[PROBLEM DETAILS] Locate each line in the material below that contains the string "point" and copy those lines in full.

[DATA SECTION]
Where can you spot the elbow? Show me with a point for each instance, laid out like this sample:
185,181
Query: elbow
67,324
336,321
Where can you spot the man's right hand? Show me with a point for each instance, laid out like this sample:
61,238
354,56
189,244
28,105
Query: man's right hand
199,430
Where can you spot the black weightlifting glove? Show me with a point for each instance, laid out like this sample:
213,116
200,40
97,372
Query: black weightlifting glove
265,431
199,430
* * *
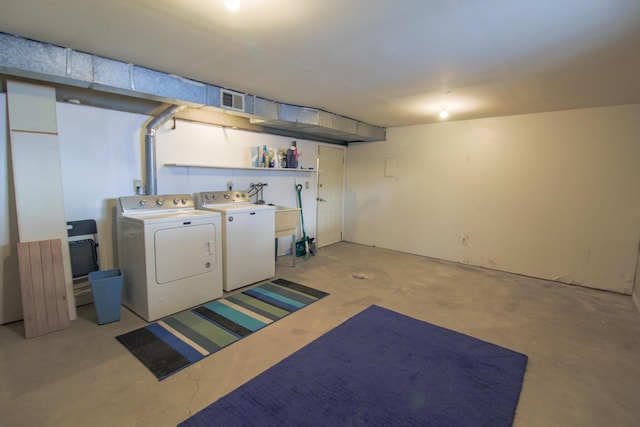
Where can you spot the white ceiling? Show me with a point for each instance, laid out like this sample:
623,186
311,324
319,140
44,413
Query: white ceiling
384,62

[RESPONSE FOR THIS EXERCISE]
Where can you spot the elbow? Show me with a point for each instance, laid out like this sample:
Where can you spot the man's right hand? Show me with a point for each instance, laid out like this sample:
Where can you spot the black weightlifting glove? Show me with a point for each instance, laid out like this sample:
Where can you spot the white ceiling? Show me with a point for each instance, laid out like this sample:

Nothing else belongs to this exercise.